--- Entries shown ---

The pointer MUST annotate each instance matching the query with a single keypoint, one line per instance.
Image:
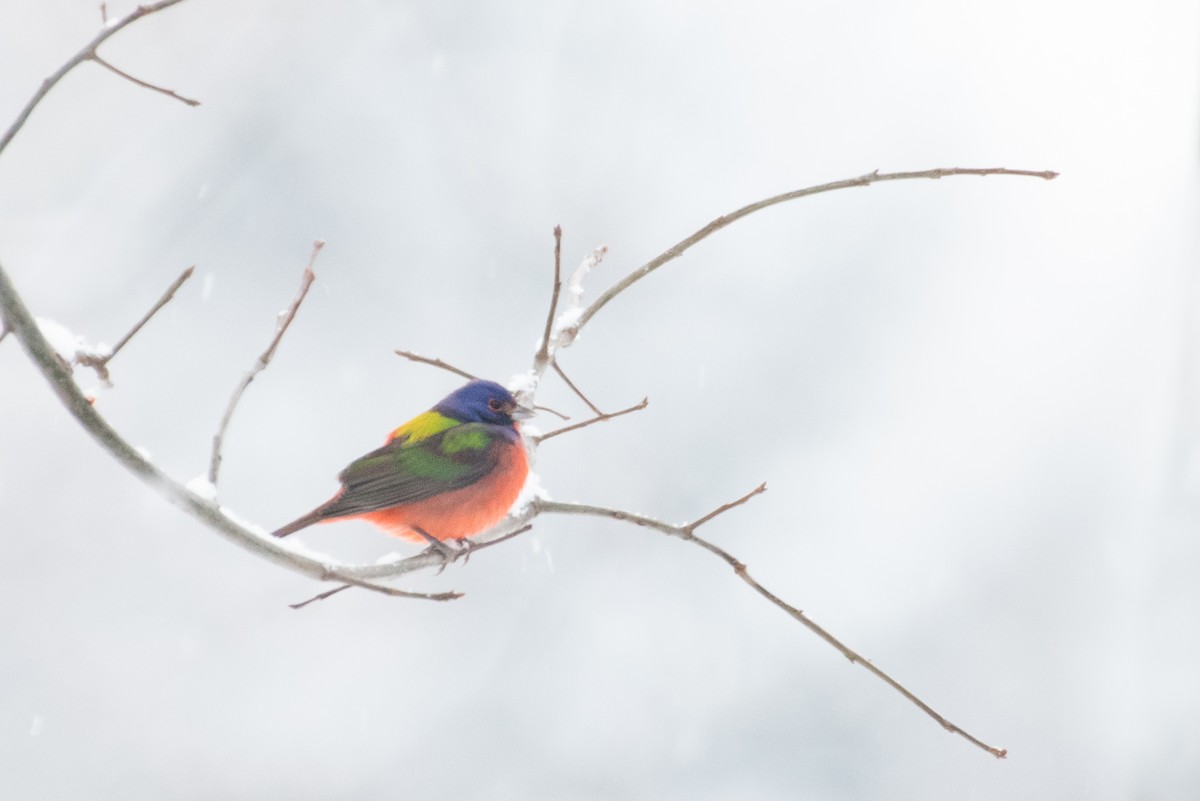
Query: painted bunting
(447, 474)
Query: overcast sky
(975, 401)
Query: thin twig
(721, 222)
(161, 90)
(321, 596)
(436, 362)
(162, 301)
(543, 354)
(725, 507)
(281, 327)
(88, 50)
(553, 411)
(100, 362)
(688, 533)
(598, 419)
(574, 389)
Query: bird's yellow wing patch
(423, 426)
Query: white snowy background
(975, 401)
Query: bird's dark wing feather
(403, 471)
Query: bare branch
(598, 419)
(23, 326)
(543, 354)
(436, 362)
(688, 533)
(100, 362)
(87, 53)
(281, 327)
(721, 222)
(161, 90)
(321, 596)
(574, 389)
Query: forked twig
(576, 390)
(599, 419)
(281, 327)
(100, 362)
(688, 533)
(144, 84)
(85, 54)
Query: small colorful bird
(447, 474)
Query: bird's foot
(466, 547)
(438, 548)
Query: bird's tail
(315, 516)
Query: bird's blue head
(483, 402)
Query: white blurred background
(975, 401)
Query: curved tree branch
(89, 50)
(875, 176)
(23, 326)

---

● **Task requirements**
Repeat the records in full and exactly, leaving every picture out.

● **Response to the task**
The pointer MUST annotate each instance matching the query with a single keypoint, one line per instance.
Image:
Query: painted bunting
(447, 474)
Query: overcast sky
(975, 401)
Query: thin twig
(721, 222)
(161, 90)
(321, 596)
(436, 362)
(162, 301)
(543, 354)
(725, 507)
(281, 327)
(88, 50)
(553, 411)
(100, 362)
(688, 533)
(598, 419)
(574, 389)
Query: bird's yellow wing patch
(423, 426)
Query: white snowy background
(975, 401)
Query: bird's dark wing feather
(403, 471)
Query: bare branch
(598, 419)
(23, 326)
(543, 354)
(436, 362)
(688, 533)
(100, 362)
(87, 53)
(281, 327)
(721, 222)
(161, 90)
(321, 596)
(574, 389)
Query: forked twig
(576, 390)
(599, 419)
(281, 327)
(100, 362)
(688, 533)
(144, 84)
(85, 54)
Query: small colorful bird
(447, 474)
Query: bird's foot
(466, 547)
(438, 548)
Query: bird's tail
(315, 516)
Query: bird's blue head
(483, 402)
Query: white blurred background
(975, 401)
Query: curved tree branch
(89, 50)
(875, 176)
(23, 326)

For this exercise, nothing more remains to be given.